**SCHRIFTLICHE AUFGABE 1**: Schreibe aus der Auswahl den Abschnitt von „Schleichend ist jedoch“ bis einschließlich „und im Dunkeln.“ wortgetreu ab.
**SCHRIFTLICHE AUFGABE 2**:
Beantworte zur Auswahl die folgenden Fragen:
(a) Welcher Spruch steht auf dem Aufkleber der Uraltgerätekiste?
(b) An welchem Datum wurde der Beitrag von kati48268 verfasst?
(c) Woraus ist laut kati48268 der „Angelsport“ entstanden?

**AUSWAHL**:

Wer hat dir das denn verboten? 



Thomas9904 schrieb:


> Wegen bescheuerter, lebensfremder Gesetzgeber, tendenziöser Journaille, Angler spaltender Verbände und spendensammelnder Tierrechtssektierer...



Der Gesetzgeber? Dann wähle morgen einfach vernünftig.
Der Rest darf in Deutschland Verbote aussprechen? Wäre mir neu.



Thomas9904 schrieb:


> Es ist nicht mehr als mein kleines, persönliches  Zeichen
> 
> Mir macht Angeln Freude.....



Auf meiner Uraltgerätekiste prangt ein Aufkleber: "Angeln macht Spass, geht Fischen!" Das war 90er Jahre Werbung für X21


----------



## kati48268 (21. September 2013)

*AW: Aus Freude am Angeln*

Mich erstaunt eher, dass es Kritik & Erstaunen auslöst, dass man sich dazu bekennt aus Spass zu angeln.

Ja, früher wurde geangelt um was auf dem Teller zu haben. Irgendwann war das nicht mehr so das Primäre, der "Angelsport" ist aus der Nahrungsbeschaffung entstanden.
Das Wort mag ich z.B. gar nicht, aber es war Jahre, Jahrzehnte und eigentlich bis heute ein Begriff, der etwas anderes aussagt, als, "ich hol mal eben Fisch für's Abendessen'.

Schleichend ist jedoch wieder die Gesinnung eingekrochen, das darf nur sein, wenn ich mich vollfressen will.

Wie im Mittelalter, als man seine Holde nur noch bespringen durfte, um Kinder für den Herrn zu zeugen; so gut wie möglich bekleidet und im Dunkeln.
Wer Lust dabei empfand, musste beschämt beichten und Buße tun.

**EXTRAHIERTE DATEN**:
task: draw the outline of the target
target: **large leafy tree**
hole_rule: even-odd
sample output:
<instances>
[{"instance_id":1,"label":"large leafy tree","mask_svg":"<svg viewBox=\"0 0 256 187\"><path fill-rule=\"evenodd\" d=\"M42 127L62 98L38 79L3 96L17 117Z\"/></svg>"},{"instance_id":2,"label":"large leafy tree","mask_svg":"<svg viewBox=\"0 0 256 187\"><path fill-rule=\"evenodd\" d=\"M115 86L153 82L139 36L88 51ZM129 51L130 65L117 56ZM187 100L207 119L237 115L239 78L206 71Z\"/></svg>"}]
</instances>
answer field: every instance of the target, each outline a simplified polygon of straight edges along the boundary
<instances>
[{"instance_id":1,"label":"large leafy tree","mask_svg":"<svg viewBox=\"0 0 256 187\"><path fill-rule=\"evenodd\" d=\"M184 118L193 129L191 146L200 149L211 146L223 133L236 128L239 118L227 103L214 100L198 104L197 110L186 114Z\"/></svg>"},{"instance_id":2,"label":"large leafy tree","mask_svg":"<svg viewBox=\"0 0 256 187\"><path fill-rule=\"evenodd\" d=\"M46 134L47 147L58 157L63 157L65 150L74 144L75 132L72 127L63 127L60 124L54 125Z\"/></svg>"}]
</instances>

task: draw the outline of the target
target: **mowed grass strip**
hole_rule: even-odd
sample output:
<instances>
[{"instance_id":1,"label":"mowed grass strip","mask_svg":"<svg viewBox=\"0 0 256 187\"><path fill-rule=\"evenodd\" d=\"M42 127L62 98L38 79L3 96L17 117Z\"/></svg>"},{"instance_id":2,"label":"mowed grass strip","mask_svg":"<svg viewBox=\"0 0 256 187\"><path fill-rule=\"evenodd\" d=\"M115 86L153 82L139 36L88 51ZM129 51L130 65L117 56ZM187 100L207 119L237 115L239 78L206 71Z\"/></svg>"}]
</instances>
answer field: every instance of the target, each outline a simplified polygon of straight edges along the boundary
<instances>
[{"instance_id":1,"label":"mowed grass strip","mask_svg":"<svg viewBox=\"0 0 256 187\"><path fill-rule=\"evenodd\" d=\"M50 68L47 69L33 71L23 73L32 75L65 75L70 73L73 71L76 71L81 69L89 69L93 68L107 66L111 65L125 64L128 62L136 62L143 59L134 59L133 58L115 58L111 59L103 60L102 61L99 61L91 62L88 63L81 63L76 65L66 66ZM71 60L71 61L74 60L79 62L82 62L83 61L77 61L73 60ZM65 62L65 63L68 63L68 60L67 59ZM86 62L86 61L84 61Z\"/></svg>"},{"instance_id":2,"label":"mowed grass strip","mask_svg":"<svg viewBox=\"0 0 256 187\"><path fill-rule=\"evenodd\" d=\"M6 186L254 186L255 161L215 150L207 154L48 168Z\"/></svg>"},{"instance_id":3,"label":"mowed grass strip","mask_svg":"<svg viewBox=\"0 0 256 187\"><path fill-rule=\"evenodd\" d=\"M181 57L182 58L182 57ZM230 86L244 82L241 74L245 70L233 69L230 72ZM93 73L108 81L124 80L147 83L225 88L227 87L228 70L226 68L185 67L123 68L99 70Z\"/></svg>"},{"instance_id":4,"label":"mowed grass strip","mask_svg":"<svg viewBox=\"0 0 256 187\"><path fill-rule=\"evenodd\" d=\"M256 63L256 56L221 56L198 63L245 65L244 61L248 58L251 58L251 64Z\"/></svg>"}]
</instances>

**ANTWORT ZUR AUFGABE 1**:
Schleichend ist jedoch wieder die Gesinnung eingekrochen, das darf nur sein, wenn ich mich vollfressen will.

Wie im Mittelalter, als man seine Holde nur noch bespringen durfte, um Kinder für den Herrn zu zeugen; so gut wie möglich bekleidet und im Dunkeln.

**ANTWORT ZUR AUFGABE 2**:
(a) „Angeln macht Spass, geht Fischen!“
(b) Am 21. September 2013.
(c) Aus der Nahrungsbeschaffung.